---------- RECORDED INFORMATION
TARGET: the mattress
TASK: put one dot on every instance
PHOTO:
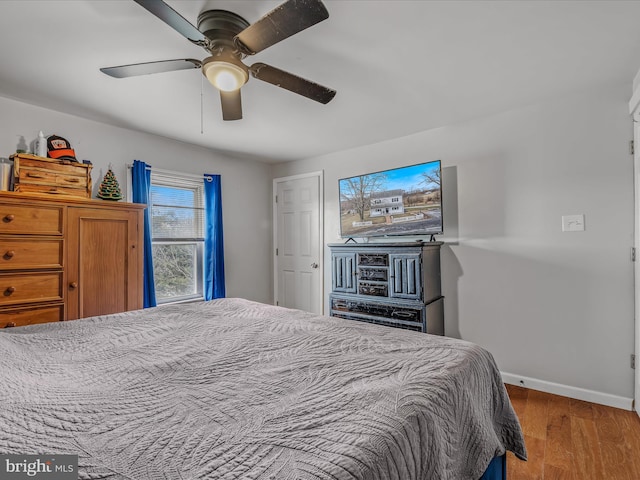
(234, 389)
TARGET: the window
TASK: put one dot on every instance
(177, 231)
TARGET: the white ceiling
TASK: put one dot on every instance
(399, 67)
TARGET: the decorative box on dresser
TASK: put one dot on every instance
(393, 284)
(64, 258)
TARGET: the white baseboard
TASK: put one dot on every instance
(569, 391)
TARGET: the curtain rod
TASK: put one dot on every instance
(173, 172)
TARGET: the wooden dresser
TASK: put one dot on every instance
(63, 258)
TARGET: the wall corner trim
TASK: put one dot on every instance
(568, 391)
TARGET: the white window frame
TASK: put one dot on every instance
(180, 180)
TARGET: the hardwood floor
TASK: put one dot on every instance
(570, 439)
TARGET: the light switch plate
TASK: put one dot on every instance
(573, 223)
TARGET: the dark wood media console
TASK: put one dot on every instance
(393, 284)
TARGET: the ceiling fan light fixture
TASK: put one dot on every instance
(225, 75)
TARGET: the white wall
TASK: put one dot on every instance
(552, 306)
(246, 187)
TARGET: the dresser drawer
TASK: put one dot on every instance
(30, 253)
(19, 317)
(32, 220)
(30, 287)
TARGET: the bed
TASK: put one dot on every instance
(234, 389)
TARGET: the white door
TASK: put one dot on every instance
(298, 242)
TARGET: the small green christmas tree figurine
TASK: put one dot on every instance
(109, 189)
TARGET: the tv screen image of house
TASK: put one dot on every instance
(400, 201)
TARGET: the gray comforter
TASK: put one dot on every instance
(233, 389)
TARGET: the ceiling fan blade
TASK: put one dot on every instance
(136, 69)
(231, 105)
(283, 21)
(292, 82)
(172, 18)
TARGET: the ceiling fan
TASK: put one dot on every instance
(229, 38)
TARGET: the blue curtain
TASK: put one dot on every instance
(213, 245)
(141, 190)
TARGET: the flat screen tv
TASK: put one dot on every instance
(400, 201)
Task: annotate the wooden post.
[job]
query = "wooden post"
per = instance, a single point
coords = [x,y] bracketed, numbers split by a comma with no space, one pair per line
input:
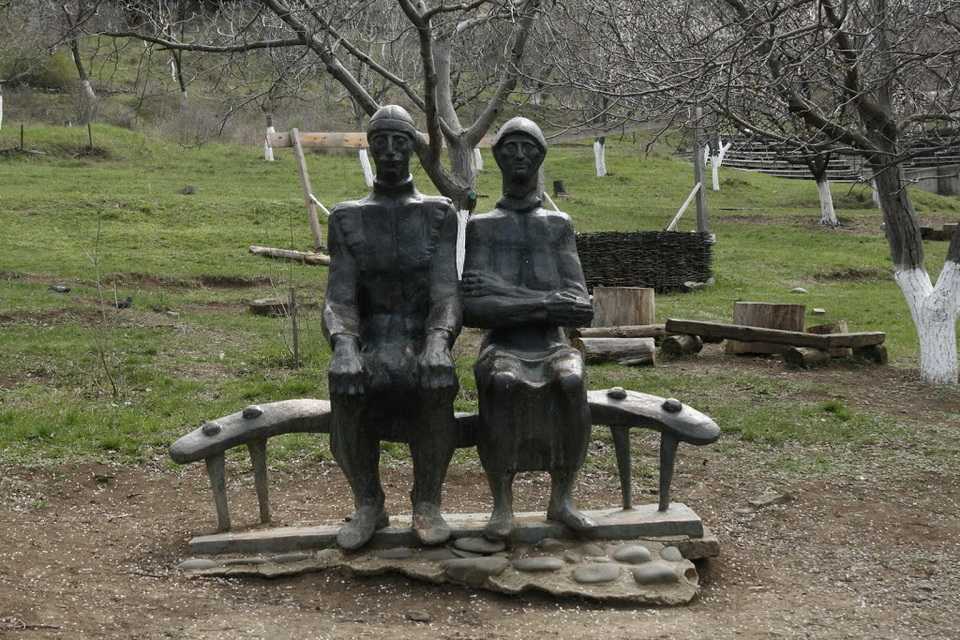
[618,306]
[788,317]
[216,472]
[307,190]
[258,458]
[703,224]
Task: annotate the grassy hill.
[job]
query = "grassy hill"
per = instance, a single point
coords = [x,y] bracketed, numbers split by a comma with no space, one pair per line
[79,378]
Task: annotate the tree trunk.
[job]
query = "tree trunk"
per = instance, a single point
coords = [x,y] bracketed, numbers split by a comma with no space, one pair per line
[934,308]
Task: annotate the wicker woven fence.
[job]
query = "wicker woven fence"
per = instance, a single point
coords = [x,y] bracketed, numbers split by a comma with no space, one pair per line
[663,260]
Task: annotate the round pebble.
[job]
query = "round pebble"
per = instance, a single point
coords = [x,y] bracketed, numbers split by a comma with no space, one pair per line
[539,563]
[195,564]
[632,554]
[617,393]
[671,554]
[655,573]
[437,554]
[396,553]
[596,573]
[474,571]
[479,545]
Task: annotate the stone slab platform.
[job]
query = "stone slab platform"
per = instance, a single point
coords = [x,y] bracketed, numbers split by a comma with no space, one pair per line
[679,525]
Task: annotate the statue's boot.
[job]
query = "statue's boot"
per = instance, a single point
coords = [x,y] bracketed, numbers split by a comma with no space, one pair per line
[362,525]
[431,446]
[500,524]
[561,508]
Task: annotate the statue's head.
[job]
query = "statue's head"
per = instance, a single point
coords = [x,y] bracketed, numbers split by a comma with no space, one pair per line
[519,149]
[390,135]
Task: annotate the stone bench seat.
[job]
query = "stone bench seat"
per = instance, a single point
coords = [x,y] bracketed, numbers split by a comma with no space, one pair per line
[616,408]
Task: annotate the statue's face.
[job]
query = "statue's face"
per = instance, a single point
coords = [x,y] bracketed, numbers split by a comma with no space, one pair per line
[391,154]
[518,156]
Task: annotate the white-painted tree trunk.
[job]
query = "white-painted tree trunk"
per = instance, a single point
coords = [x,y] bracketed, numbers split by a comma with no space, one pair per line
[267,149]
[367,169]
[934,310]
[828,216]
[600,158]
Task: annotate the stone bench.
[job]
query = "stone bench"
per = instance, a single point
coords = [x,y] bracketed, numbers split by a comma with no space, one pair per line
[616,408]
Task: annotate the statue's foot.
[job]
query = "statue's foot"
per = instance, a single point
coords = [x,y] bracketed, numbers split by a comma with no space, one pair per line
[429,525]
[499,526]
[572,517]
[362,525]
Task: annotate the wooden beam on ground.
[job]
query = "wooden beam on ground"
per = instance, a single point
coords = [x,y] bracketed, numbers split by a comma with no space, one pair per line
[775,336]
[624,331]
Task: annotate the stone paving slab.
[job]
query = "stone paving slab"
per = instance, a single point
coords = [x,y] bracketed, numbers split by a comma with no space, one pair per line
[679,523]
--------------------
---------- RECORDED INFORMATION
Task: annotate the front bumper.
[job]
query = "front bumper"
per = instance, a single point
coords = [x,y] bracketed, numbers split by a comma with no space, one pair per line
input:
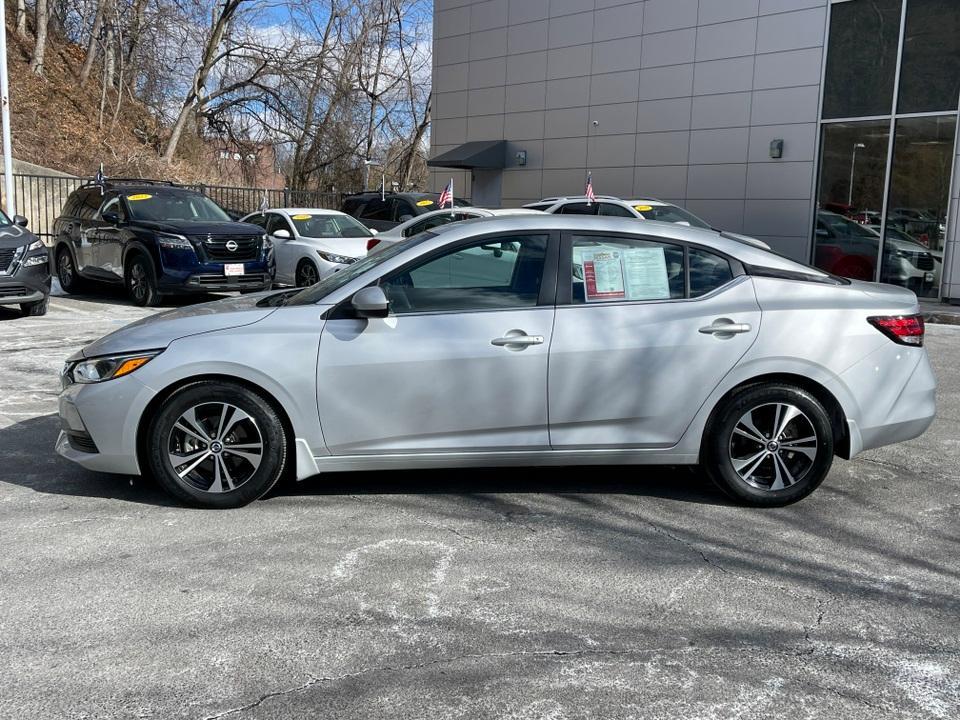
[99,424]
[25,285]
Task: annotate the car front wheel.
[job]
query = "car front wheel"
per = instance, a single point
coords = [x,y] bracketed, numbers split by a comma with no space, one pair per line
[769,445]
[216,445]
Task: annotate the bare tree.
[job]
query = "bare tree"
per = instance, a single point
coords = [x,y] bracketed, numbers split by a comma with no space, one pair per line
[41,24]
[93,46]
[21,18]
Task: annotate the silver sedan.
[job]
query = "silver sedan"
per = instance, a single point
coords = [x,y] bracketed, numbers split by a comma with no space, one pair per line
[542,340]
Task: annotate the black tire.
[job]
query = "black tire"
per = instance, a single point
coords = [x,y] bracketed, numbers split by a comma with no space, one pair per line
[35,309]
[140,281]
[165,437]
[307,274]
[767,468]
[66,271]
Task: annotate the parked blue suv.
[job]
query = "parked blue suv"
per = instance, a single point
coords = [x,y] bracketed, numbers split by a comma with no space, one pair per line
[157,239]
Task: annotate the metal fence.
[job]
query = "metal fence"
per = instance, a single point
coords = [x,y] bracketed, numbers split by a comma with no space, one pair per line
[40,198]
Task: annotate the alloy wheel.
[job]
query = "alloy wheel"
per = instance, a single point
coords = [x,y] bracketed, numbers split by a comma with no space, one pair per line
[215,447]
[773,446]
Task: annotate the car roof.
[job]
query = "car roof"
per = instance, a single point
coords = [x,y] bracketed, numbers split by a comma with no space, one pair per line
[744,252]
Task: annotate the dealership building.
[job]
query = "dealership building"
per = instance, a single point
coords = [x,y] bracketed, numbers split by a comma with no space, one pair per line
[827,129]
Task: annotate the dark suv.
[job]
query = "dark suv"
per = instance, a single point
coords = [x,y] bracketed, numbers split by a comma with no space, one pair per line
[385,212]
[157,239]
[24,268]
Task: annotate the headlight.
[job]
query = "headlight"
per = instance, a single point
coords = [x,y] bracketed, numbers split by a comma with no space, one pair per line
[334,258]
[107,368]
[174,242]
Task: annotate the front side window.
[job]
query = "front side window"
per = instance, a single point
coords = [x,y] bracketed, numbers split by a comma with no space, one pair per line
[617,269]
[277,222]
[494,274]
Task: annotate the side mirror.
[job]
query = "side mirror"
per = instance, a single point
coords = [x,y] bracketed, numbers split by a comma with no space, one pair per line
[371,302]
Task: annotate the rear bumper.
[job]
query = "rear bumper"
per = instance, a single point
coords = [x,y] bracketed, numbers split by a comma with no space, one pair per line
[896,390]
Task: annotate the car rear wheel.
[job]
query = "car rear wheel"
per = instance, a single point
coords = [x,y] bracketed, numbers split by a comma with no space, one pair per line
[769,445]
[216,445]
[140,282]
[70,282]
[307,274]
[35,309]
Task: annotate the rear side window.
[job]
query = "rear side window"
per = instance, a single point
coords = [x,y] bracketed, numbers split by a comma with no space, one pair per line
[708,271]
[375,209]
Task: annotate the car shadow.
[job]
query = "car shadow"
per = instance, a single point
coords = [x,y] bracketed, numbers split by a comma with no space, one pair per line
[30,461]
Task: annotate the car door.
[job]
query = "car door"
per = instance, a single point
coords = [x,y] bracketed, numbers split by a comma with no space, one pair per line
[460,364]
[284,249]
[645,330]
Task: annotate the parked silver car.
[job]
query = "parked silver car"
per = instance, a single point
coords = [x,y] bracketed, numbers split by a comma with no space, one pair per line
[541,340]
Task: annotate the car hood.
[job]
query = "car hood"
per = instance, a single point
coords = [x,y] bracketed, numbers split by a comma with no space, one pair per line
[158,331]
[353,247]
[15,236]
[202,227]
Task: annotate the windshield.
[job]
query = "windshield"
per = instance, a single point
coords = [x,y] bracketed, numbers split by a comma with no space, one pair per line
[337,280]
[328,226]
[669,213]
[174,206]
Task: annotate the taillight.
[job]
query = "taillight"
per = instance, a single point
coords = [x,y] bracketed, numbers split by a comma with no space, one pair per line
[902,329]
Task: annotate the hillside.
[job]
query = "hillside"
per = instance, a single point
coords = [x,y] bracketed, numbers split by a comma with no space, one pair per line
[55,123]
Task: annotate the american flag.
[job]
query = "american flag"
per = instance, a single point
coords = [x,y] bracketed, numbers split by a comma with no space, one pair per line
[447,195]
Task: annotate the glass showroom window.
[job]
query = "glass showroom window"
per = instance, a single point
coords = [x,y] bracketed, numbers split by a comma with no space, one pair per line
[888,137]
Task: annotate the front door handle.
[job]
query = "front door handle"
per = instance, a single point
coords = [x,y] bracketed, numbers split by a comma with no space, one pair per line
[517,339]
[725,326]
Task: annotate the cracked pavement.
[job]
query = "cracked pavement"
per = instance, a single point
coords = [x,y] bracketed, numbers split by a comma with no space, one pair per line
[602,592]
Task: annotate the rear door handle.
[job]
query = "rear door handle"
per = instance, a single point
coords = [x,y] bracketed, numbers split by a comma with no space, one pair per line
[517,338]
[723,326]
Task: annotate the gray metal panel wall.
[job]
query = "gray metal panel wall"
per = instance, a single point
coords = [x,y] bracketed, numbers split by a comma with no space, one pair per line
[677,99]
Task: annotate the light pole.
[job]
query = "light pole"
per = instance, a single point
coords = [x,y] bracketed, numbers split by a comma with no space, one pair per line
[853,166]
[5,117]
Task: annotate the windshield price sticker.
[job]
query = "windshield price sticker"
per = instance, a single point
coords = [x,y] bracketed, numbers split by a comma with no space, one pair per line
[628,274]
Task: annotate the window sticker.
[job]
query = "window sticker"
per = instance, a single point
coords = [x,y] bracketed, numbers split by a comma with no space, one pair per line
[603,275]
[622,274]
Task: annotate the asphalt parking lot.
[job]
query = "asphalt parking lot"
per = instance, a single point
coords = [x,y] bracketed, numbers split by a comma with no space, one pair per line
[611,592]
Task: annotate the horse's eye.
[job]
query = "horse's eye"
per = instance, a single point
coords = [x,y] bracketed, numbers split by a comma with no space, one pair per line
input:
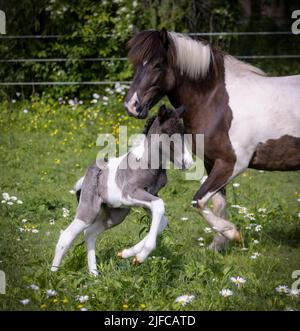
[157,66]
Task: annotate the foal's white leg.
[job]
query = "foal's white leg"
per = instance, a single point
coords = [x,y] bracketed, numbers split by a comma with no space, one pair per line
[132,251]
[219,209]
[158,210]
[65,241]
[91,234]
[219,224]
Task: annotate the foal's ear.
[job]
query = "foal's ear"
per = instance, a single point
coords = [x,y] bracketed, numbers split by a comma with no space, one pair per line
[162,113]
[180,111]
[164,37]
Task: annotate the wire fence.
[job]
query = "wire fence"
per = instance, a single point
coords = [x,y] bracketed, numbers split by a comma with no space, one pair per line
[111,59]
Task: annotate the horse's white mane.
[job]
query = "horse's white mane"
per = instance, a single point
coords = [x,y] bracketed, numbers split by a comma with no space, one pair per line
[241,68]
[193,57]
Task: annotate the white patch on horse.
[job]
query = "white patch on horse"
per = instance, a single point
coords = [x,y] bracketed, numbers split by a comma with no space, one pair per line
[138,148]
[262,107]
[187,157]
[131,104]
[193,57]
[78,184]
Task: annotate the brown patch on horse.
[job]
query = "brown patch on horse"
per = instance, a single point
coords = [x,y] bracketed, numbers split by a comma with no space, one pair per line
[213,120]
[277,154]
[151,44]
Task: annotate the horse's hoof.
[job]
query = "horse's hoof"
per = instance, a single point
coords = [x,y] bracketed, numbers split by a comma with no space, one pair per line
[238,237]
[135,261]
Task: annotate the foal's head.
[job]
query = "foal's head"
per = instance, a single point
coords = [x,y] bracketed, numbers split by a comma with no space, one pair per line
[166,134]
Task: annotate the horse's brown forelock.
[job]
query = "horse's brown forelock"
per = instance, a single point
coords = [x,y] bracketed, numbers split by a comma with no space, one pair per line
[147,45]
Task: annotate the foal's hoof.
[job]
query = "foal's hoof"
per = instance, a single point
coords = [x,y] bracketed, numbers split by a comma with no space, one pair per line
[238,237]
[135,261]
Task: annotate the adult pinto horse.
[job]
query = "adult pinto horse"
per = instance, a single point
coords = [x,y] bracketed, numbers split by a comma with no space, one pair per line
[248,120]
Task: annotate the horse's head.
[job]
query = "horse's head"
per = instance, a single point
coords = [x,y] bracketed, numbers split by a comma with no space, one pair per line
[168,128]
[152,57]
--------------------
BRIEF —
Search the material for the word "boot" and copy every matching line.

ANSWER TO THE EXERCISE —
Task: annotate the statue's boot.
query = "statue's boot"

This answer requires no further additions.